• Instruction
Exactly as written, transcribe the lines that run from the one containing "Find the front door" to the end of the records below.

• Provided information

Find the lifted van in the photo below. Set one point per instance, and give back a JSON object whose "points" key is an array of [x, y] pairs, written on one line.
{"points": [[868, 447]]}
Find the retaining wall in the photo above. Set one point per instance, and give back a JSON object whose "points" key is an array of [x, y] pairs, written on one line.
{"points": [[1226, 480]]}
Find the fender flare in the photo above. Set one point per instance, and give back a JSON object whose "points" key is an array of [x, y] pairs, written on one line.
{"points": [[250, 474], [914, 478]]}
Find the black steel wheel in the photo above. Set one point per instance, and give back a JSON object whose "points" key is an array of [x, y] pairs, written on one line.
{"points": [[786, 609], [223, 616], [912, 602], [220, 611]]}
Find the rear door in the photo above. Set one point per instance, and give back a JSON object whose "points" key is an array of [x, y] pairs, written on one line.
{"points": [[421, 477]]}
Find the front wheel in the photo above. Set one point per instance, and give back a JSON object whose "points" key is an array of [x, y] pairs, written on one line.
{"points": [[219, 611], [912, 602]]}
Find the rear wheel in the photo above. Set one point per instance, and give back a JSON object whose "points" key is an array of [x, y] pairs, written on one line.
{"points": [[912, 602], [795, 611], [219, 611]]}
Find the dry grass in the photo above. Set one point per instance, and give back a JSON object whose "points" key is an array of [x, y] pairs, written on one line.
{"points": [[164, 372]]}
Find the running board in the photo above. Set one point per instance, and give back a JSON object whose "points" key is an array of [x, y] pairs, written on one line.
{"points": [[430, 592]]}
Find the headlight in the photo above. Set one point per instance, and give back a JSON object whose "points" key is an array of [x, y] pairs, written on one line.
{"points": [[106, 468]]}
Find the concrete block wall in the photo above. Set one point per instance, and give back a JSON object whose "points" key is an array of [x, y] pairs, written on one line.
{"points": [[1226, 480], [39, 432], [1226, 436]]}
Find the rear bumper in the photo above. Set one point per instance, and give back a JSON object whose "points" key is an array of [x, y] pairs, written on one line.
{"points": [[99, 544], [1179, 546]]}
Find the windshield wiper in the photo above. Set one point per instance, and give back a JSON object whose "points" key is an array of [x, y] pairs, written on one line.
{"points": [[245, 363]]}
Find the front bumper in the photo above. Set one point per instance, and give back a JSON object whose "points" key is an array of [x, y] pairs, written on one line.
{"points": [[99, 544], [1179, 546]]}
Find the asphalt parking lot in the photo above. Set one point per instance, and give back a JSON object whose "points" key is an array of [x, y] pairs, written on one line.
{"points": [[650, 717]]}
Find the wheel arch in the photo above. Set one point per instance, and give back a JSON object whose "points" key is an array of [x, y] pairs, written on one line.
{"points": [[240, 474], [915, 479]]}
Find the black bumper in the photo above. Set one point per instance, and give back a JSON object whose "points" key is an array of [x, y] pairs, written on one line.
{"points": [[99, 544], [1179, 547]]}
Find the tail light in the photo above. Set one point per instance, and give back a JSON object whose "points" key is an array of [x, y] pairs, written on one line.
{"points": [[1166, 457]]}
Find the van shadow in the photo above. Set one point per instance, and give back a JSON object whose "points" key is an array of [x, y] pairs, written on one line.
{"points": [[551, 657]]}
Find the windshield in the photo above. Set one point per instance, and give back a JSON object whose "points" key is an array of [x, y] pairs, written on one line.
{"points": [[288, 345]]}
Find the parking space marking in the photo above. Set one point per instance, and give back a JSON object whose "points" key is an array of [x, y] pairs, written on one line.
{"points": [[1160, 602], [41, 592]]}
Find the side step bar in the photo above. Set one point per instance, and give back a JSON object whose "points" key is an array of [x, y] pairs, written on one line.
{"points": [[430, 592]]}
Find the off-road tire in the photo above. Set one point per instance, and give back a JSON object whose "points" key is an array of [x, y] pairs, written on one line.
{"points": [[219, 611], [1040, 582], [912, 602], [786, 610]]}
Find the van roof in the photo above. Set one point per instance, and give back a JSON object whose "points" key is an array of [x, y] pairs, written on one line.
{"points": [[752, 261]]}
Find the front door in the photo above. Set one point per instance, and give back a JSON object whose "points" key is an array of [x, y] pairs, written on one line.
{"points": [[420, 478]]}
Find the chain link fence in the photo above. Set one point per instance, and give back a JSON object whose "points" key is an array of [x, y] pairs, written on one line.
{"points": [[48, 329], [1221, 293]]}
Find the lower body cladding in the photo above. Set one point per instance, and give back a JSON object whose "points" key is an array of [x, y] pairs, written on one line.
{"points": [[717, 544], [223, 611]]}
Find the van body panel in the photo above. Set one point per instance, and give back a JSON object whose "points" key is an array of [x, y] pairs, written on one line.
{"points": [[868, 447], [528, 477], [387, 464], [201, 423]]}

• Task answer
Find the front door in the photo above. Set one point per instance, and give back a JSON object whose "points" key is an array of [x, y] pairs, written on one line.
{"points": [[420, 478]]}
Find the chain link fence in the photo above. Set one point per instance, and give back a JSON object whose "points" key is an array of [x, y] pairs, written on one line.
{"points": [[48, 329], [1221, 293]]}
Find the lower body cladding in the photo above. Set one point per instance, and give back a JSON object whose "points" key is an array of [x, y] pairs, written on one line.
{"points": [[717, 544], [223, 611]]}
Find the van body panel in the photo above. Set one point per instance, and give back a JSON object whose "points" key is an array of [x, y] pairs, written on one line.
{"points": [[868, 447], [528, 477], [387, 464], [201, 423]]}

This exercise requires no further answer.